### Exercise:
Rewrite every line of the records below, replacing each "Record" with "List" and changing nothing else. Leave the pictures out of your answer.

### Records for this exercise:
[start]
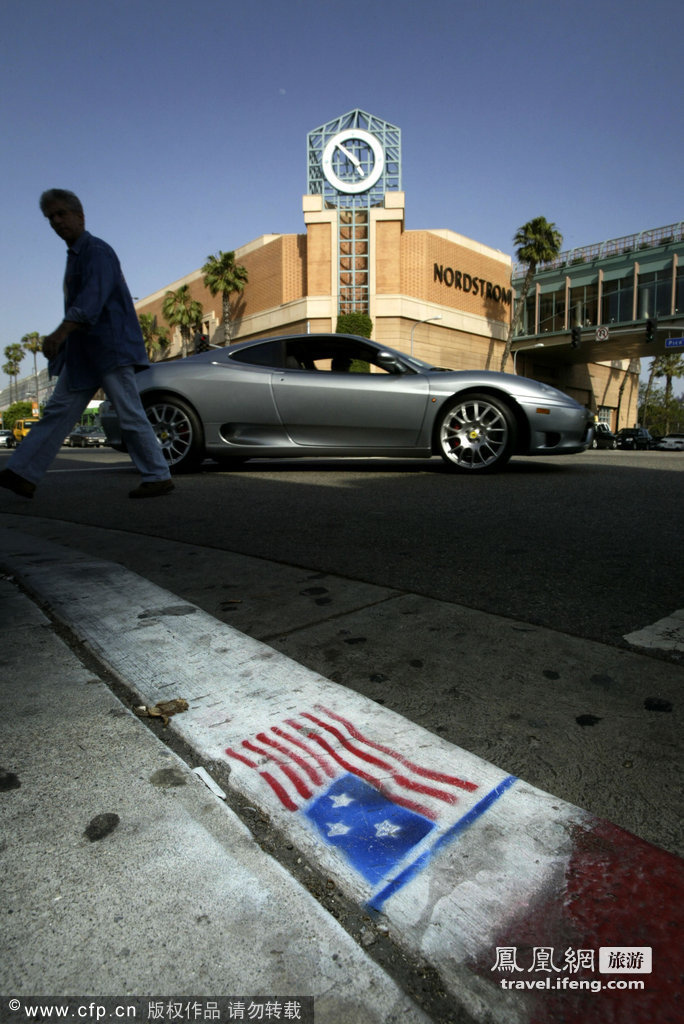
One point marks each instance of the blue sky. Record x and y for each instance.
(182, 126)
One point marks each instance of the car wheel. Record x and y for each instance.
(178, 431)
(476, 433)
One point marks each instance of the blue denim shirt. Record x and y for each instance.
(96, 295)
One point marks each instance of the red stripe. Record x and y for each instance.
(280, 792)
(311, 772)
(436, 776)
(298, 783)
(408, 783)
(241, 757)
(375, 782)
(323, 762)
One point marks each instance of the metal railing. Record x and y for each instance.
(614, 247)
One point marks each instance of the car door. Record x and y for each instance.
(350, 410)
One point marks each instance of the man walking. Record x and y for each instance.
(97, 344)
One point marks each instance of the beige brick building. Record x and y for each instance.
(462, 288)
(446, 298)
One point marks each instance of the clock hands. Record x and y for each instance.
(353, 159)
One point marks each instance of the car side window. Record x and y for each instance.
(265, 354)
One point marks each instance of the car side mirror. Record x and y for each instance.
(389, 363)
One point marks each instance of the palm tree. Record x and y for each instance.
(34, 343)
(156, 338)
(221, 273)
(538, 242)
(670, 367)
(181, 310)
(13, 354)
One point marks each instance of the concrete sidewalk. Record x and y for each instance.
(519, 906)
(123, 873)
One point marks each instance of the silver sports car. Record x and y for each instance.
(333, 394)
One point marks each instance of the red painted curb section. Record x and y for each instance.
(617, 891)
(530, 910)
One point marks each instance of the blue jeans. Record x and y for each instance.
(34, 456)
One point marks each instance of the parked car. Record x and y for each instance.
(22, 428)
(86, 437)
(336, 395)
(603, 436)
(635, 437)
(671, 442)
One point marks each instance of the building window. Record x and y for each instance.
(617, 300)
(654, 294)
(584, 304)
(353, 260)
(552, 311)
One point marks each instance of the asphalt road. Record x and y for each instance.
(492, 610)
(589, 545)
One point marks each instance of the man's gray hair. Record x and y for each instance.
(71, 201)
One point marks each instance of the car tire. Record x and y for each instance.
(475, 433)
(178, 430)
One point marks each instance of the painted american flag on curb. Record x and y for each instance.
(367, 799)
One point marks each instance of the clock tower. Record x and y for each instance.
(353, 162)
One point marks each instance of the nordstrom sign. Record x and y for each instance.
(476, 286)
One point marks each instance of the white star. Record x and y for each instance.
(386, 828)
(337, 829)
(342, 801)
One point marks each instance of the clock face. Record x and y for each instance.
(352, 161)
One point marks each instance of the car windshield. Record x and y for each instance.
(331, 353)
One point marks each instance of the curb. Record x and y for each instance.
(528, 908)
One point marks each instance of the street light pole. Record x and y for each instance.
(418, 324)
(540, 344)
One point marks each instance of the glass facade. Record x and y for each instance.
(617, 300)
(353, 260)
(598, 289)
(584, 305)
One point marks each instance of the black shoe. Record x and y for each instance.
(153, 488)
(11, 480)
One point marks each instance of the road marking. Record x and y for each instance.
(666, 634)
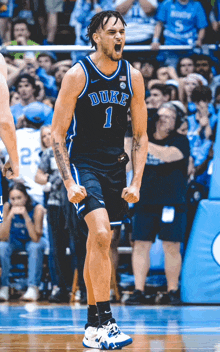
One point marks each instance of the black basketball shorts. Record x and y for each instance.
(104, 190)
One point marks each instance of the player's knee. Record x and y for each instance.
[end]
### Response:
One point marks each instance of the blue sky. List x and y for each instance.
(182, 126)
One point marks each instance of the car wheel. List x and y for each instance.
(178, 431)
(476, 433)
One point marks each instance of the blue denim shirt. List x and y for each instance.
(96, 295)
One point marks each instance of the red stripe. List x and y for each instance.
(280, 792)
(311, 772)
(436, 776)
(298, 783)
(408, 783)
(241, 757)
(375, 782)
(323, 762)
One point marks each instance of the metal railing. List x and y for each instance.
(614, 247)
One point marks each instance of the car door. List x and y for each instance.
(350, 410)
One point marks each instance of the man walking. List x and y for each instance.
(97, 344)
One point marks each instance of the beige brick building. List x and y for each instance.
(462, 288)
(446, 298)
One point marks each instance of the clock hands. List x and y for each instance.
(353, 159)
One point marks each instance of the car side window. List x and y for each instance.
(265, 354)
One point marks each instance of the car side mirror. List x and y for each instance.
(389, 363)
One point marks each instance of the palm tree. List x and y for each instance.
(34, 343)
(156, 338)
(221, 273)
(538, 242)
(670, 367)
(181, 310)
(13, 354)
One point marks each instance of the concrete sidewalk. List x and y for each instance.
(519, 906)
(123, 873)
One point marks each instance of the silver sports car. List x and y for each instance.
(333, 394)
One point marks each instance of the red painted curb section. List x and y for each instance.
(617, 891)
(530, 910)
One point marks each instance of the blue jeans. List x and y for each instance.
(34, 456)
One point marks each instance of the parked car. List x and y for each instance.
(22, 428)
(86, 437)
(336, 395)
(603, 436)
(635, 437)
(671, 442)
One point marks each instance of the building window. List x and y for each instance.
(617, 300)
(654, 294)
(584, 304)
(353, 260)
(552, 311)
One point marks each instance of the asphalt road. List x and y for each instance.
(492, 610)
(589, 545)
One point marks each instance of the man's gray hair. List x and y for each instance.
(71, 201)
One point marks each instance of the car tire. List x and y for each instance.
(475, 433)
(178, 430)
One point marks each instance of the painted american flag on curb. List x and y for each instance.
(367, 799)
One point marks each instance of the clock tower. List x and y for each instance.
(353, 162)
One point marks each instance of the nordstrom sign. List x and y for each instance.
(476, 286)
One point marks each instance of the white star. List x and y for each instance.
(386, 828)
(337, 829)
(342, 801)
One point marks each instance of the clock face. List x and y for each instance.
(352, 161)
One point marks each instance of the car windshield. List x and y for each instance.
(331, 353)
One point marks each instance of the curb. List x and y for each instance.
(528, 908)
One point marks each instance of the street light pole. List x and y for each instance.
(418, 324)
(540, 344)
One point marks each instance of the glass facade. List x and y for each instance.
(617, 300)
(353, 260)
(598, 289)
(584, 305)
One point marks each instance of the black shoe. List x and y for each instance.
(153, 488)
(11, 480)
One point marks each instance of the road marking. List x and y for each instance.
(666, 634)
One point marks each instance of the black basketball shorts. List x and y for each instance.
(104, 190)
One point marks each instance of the player's knee. List x and y for each instance.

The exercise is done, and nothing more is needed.